- [EXTRACT PROVIDED]:

Hensley Arrow: How does it REALLY work?

TnAnFLA wrote:
Well Ron, we agree half way on this one. There is clearly no net lateral force applied to the coupler by the struts. However I don't think a rearward force is applied either. You are correct when you state that the struts push aft on the a-frame, but at the same time they are applying an equal forward push on the hitch head. Since the coupler is located on the upper element of the hitch head, mounted between the strut attachment points, the two opposing forces cancel out so there is no net force on the coupler in the longitudinal axis. This allows the coupler to provide two functions only. It acts as a "ball joint" in the vertical plane so the A-frame can pivot up and down on uneven road surfaces (e.g., when coming to the bottom of a sloped driveway) and it provides a point to transfer force from the TV along the longitudinal axis during acceleration and deceleration.

Andy,

Consider the situation where the HA is attached to the TT, but is not attached to the TV. Also assume the WD bars are not attached to the hitch head. If the struts are pushing forward on the hitch head, there also must be an equal force pushing rearward on the hitch head to achieve equilibrium. This rearward force can come only from the A-frame via the ball coupler and ball.

Now assume the TT tires are not chocked and do not offer any rearward rolling resistance. If the struts are pushing rearward on the A-frame, then there must be an equal force pushing forward on the A-frame to achieve equilibrium. This forward force can come only from the hitch head via the ball and ball coupler.

Records from a data source
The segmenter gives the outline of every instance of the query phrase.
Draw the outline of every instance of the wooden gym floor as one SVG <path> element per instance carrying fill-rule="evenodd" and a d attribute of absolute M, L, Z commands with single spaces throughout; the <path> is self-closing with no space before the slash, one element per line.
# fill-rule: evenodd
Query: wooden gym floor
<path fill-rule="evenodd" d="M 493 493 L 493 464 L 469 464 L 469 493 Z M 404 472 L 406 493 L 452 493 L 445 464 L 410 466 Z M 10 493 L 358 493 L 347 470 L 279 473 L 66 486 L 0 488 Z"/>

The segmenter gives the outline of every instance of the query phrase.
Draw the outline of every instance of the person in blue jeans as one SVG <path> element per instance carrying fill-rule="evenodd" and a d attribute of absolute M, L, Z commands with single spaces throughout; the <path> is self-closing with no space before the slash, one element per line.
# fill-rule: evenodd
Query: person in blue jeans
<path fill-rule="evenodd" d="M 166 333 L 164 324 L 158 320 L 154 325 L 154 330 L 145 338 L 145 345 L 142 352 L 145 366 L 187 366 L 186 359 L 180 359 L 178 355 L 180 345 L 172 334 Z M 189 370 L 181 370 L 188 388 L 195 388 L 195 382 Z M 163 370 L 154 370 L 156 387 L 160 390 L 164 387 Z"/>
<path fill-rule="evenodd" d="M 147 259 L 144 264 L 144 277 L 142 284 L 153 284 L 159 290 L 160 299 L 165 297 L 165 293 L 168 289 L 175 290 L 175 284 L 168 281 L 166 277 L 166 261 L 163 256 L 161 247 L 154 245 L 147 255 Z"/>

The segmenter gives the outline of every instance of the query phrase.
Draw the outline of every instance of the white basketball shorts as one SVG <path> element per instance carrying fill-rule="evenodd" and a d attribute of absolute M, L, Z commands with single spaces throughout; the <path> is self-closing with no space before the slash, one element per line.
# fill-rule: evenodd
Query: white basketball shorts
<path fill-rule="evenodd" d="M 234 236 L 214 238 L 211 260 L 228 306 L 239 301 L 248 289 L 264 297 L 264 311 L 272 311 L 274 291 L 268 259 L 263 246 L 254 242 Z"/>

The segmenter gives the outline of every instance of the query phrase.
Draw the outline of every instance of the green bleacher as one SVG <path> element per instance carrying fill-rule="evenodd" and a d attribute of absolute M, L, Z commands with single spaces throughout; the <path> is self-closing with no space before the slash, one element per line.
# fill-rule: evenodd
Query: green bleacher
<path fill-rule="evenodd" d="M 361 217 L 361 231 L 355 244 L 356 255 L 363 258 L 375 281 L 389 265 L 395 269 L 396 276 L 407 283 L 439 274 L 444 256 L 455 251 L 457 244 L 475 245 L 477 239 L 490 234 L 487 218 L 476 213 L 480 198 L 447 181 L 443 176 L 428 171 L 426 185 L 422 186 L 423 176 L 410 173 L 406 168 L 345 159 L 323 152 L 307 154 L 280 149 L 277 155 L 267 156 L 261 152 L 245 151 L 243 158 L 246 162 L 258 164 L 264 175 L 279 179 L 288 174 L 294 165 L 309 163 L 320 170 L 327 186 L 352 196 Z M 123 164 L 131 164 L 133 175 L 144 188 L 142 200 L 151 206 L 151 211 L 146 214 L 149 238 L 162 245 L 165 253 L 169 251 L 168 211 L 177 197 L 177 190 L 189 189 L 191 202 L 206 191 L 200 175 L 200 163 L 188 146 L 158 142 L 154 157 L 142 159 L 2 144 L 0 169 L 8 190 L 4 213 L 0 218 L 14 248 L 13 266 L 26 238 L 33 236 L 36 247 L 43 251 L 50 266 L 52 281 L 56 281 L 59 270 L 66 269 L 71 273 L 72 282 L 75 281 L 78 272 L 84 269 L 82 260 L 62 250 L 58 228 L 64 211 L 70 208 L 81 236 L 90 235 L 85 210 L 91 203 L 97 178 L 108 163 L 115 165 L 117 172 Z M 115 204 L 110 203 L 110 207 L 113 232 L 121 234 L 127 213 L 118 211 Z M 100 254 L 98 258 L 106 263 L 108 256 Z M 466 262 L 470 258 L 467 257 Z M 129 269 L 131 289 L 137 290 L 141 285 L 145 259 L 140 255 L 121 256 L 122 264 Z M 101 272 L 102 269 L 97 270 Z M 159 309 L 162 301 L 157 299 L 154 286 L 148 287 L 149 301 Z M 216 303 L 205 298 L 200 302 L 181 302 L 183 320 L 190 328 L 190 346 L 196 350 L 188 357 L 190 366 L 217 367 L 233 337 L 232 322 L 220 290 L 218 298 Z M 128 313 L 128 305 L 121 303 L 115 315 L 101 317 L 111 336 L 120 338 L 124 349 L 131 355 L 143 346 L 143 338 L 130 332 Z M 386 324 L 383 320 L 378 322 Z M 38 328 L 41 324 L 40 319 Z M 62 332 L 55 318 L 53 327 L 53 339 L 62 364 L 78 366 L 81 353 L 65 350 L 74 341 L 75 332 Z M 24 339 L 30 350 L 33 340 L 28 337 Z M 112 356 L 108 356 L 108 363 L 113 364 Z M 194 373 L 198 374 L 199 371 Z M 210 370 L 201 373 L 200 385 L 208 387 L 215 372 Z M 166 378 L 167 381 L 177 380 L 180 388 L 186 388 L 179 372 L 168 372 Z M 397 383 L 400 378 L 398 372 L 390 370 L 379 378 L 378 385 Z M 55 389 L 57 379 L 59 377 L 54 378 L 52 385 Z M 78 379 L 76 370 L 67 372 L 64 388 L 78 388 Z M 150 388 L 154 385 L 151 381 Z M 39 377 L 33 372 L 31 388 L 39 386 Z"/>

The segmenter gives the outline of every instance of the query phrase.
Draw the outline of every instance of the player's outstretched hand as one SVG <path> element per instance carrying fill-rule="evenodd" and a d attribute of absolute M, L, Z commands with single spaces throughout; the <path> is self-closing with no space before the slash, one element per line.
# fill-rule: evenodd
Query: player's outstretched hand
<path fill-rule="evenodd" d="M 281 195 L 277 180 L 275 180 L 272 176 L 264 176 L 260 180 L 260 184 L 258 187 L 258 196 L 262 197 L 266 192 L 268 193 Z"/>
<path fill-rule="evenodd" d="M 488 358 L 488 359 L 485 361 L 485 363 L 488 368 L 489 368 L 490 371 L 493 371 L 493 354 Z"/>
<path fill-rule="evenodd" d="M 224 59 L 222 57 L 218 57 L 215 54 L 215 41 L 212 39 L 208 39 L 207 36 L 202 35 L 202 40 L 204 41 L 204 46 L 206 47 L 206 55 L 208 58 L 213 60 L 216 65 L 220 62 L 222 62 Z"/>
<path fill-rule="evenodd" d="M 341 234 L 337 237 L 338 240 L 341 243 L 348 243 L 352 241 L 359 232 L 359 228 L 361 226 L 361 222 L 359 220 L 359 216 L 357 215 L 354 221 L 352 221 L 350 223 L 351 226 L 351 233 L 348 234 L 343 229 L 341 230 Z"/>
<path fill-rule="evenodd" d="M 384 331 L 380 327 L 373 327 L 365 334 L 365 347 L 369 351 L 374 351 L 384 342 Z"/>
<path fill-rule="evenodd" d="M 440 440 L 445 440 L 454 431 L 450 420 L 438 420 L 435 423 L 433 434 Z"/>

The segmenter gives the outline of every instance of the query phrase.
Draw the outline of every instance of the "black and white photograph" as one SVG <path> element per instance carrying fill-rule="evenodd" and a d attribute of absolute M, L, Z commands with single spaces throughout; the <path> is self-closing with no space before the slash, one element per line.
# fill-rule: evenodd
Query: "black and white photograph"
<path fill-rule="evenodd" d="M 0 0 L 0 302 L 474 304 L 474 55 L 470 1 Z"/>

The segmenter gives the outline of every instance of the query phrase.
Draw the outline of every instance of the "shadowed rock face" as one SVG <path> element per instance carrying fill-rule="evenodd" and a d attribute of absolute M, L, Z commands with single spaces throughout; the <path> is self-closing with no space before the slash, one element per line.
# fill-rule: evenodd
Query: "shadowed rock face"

- [INSTRUCTIONS TO FOLLOW]:
Check each statement below against the forum thread on the Hensley Arrow, giving yes or no for each and quoting the thread's words that settle it. 1. The post quoted at the top says the struts apply no net lateral force to the coupler. 2. That post places the coupler on the lower element of the hitch head. 3. The reply assumes the WD bars are attached to the hitch head.

- [RESPONSE]:
1. Yes: "There is clearly no net lateral force applied to the coupler by the struts."
2. No: "the coupler is located on the upper element of the hitch head"
3. No: "Also assume the WD bars are not attached to the hitch head."